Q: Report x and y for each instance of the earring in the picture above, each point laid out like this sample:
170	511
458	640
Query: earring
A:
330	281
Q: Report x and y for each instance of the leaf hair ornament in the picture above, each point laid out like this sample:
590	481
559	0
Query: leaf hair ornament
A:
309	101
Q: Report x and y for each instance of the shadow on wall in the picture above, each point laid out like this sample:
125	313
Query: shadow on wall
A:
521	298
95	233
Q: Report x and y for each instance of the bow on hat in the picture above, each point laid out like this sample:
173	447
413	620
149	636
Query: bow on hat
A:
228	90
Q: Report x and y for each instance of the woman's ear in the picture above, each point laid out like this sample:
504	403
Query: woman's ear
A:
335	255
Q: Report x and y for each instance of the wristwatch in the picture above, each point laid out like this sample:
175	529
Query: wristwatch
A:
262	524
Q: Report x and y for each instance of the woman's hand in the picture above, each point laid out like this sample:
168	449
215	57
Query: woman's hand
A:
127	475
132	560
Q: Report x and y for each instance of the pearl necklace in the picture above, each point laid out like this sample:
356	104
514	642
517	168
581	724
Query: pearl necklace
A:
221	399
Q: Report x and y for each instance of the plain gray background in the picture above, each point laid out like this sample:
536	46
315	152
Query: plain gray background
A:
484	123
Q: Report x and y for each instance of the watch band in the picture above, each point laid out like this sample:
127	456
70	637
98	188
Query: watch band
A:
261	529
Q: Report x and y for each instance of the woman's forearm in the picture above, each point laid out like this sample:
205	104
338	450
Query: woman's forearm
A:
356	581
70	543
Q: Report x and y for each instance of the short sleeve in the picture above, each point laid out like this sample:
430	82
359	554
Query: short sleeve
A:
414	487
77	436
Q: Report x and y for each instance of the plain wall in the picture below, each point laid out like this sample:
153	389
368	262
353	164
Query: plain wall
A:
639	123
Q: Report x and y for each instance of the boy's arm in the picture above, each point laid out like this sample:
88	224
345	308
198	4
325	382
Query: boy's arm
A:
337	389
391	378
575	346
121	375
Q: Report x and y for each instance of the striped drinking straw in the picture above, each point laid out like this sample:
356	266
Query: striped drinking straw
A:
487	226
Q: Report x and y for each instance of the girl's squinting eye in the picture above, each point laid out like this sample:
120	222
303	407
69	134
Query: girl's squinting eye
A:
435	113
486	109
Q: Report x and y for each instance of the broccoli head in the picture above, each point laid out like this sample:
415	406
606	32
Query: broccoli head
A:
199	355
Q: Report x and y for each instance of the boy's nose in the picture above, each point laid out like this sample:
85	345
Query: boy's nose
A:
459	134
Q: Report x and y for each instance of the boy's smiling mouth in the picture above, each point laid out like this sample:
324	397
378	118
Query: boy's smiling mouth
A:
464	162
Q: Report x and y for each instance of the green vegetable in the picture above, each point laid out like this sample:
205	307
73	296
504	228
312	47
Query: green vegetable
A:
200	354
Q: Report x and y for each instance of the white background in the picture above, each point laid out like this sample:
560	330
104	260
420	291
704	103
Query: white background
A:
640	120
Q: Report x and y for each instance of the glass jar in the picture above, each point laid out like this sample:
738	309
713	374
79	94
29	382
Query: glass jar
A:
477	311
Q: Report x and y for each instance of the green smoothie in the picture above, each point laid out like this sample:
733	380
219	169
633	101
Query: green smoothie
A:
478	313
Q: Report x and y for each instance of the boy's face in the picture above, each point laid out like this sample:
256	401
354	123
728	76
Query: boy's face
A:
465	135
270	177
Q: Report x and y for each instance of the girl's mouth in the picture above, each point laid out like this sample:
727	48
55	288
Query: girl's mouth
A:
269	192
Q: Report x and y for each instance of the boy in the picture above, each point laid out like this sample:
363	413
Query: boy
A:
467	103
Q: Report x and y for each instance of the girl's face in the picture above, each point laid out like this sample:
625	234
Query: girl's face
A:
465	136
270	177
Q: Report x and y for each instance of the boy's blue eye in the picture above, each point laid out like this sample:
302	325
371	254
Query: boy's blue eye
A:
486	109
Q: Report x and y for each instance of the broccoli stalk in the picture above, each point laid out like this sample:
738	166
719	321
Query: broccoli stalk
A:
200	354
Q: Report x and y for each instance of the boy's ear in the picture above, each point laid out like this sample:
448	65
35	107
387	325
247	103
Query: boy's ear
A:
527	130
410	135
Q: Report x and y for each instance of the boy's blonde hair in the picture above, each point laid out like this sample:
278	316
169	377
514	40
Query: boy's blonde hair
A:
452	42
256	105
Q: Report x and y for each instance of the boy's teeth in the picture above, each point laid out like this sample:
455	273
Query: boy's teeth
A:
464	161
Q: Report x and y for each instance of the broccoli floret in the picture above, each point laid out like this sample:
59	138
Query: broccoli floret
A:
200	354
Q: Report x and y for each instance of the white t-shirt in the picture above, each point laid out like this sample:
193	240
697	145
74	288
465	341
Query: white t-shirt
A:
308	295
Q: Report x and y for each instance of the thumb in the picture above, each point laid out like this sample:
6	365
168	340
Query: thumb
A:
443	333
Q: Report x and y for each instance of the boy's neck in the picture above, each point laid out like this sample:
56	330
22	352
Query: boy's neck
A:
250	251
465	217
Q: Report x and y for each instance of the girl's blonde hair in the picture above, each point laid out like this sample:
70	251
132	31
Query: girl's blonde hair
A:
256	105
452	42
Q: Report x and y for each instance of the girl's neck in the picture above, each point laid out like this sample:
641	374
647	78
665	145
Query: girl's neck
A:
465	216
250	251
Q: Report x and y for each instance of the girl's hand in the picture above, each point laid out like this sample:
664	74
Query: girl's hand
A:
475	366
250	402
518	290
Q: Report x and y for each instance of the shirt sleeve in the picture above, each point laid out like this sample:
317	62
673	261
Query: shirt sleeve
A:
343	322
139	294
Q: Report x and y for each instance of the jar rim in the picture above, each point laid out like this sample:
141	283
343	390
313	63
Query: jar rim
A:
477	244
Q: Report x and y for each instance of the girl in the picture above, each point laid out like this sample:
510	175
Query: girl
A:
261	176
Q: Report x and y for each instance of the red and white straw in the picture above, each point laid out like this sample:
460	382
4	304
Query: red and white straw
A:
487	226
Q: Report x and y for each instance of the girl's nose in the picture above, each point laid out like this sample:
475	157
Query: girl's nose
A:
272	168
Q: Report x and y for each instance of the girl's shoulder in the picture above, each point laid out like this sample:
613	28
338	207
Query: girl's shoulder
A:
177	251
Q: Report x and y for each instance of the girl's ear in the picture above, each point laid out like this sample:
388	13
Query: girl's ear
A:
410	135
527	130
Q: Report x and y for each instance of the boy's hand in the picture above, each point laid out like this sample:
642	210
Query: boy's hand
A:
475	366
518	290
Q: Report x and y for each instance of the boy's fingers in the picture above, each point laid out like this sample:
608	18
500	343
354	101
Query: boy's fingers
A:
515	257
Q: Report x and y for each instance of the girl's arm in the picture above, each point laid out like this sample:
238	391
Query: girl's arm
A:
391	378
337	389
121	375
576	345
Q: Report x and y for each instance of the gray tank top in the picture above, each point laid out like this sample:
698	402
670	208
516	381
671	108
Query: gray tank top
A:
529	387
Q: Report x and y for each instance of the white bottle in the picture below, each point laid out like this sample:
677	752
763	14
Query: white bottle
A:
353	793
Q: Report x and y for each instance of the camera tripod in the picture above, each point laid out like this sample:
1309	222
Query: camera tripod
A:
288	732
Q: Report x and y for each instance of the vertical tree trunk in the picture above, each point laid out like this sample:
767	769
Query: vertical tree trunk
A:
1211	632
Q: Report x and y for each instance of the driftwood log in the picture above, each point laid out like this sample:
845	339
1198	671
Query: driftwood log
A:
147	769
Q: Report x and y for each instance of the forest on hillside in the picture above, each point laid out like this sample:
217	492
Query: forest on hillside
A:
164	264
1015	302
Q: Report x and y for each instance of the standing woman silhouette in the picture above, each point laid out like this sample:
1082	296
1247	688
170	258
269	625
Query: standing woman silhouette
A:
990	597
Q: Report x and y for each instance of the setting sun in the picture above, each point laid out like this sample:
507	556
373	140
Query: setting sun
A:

### Directions for this task
Could you find every line in the records above that contains the word "trunk" and copy it?

### Your response
Q: Report x and y for each instance of the vertical tree trunk in the picture above, each point laid out like this sample:
Query: vertical tree trunk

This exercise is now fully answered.